Tuesday, March 29, 2011

Digging the Dirt / April in the Garden

Jet Stream on Steroids 
Gardeners and farmers have tried to predict the weather since ancient times. Seers were once sought out in their high mountain retreats, while other folks developed systems for reading nature’s signs--both here on earth and up in the heavens. Eventually, we established the science of meteorology; however, with global warming and climate change, we might be better off with an old fashioned seer.
Doug LeComte, who is a meteorologist with the federal government’s Climate Prediction Center, has suggested that the “jet stream is on steroids.”  Here in the Klamath Trinity region, we are just south of the jet streams current haunts. The jet stream is pumping up the rain. While the Midwest is under continuing threat of floods, we are already nearly ten inches over our average rainfall for the year (measured July 1 – June 30). Gardeners and farmers everywhere are hoping for sun, but the experts don’t agree on how long the rain will continue. Some believe this wet and cloudy weather could last well into our summer months. LeComte says “we’ll have to wait and see. 
We are all hoping up for a nice warm growing season; yet, it might be wise to add a row or bed of adaptable cool weather crops to our summer plantings (think in terms of leaves and roots). They might not provide much produce if the weather turns broiling hot; but our beloved tomatoes, eggplants, and peppers may fail us if the sun takes too long to chase off all these clouds. In case you need some ideas for alternative crops, here is a great book—hot off the press:

Buried Treasures, Tasty Tubers of the World 

This great title from Brooklyn Botanic Garden will spark your interest in all sorts of edible roots for the garden. Over 30 different root crops are covered, and not a single one of them is related to a parsnip, carrot, turnip, or radish. Some of these crops need warmer climates than ours, but nearly half of them are listed as adaptable to our area, and some thrive in wet boggy conditions. Buried Treasures features full color photos of the plants and their resulting root crops. Complete growing information is provided. Tips on available cultivars, nutritional value, and preparation are also included. This small book is well designed, affordable, and would make a great gift for gardeners who want to grow it all. Available from most on line book sellers and by request from bookstores everywhere; Buried Treasures, Tasty Tubers of the World, Beth Hanson – editor, published by Brooklyn Botanic Garden, ISBN 978-1-889538-34-1
Plant now: Jerusalem Artichokes for Heat or Rain 
Jerusalem artichokes actually have nothing to do with Jerusalem or artichokes. They are related to sunflowers, native to North America, and have been used for food by people native to the North East Woodlands and the tall grass plains since ancient times. Jerusalem artichokes are considered carbon-fixers, as they extract large amounts of carbon from the atmosphere, which they use to grow their sturdy stalks and produce an abundant crop. They also scavenge nitrogen and are considered beneficial around compost and manure piles, and stock and animal pens. The excess nitrogen that may be found in these areas can leach into our ground water and our rivers and streams, where it is a pollutant that contributes to unhealthy algae bloom. Jerusalem artichokes absorb the nitrogen and turn it into organic matter. This is a great crop that is good for you and good for the environment also.

▶ Contour labeling data
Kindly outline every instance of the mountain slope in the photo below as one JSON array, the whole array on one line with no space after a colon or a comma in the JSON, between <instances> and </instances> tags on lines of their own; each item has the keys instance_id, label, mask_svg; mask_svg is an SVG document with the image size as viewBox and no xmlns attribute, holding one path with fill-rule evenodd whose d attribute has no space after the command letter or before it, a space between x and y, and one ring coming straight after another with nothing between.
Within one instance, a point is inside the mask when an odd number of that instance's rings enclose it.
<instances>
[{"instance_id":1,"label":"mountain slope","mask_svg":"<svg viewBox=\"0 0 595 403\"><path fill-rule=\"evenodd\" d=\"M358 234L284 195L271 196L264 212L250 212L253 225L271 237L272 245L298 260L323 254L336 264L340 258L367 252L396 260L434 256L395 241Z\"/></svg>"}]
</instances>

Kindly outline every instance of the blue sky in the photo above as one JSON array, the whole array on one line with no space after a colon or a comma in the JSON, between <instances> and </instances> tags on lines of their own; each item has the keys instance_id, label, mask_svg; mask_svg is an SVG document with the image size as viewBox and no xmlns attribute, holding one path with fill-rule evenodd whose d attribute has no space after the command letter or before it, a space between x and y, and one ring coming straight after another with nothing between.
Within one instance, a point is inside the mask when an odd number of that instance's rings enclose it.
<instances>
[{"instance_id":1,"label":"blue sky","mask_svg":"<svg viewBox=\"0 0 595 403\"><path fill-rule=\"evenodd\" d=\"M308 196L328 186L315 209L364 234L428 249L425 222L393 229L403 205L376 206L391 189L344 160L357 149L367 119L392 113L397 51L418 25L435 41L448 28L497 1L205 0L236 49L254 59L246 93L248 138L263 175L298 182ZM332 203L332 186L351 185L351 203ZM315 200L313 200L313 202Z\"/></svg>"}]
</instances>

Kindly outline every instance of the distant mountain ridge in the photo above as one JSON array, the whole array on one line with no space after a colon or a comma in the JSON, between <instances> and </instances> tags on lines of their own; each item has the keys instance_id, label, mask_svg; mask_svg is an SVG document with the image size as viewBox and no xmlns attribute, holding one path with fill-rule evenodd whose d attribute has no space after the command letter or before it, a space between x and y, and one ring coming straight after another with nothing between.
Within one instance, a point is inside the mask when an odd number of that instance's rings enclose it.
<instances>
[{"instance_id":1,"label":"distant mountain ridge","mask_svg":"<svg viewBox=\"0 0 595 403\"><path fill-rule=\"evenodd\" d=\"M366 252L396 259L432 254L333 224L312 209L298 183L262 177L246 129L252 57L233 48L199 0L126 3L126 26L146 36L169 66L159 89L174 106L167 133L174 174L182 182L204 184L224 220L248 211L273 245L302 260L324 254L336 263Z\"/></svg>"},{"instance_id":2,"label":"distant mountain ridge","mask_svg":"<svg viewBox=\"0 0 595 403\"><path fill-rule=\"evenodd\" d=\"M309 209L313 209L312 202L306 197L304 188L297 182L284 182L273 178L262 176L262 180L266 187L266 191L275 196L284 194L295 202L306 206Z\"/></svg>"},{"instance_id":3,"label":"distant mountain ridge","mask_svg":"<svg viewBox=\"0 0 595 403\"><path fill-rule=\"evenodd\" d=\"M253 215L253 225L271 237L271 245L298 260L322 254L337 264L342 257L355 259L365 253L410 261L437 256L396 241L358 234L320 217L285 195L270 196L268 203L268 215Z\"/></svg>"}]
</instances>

▶ Exercise brief
Using the April garden column, decide whether each statement agrees with it: (a) the region's rainfall year runs from July 1 to June 30; (b) the book on root crops covers fewer than 30 of them; (c) Jerusalem artichokes are related to sunflowers. Give yes or no for each, with the deciding words quoted from the column.

▶ Exercise result
(a) Yes: "measured July 1 – June 30"
(b) No: "Over 30 different root crops are covered"
(c) Yes: "They are related to sunflowers"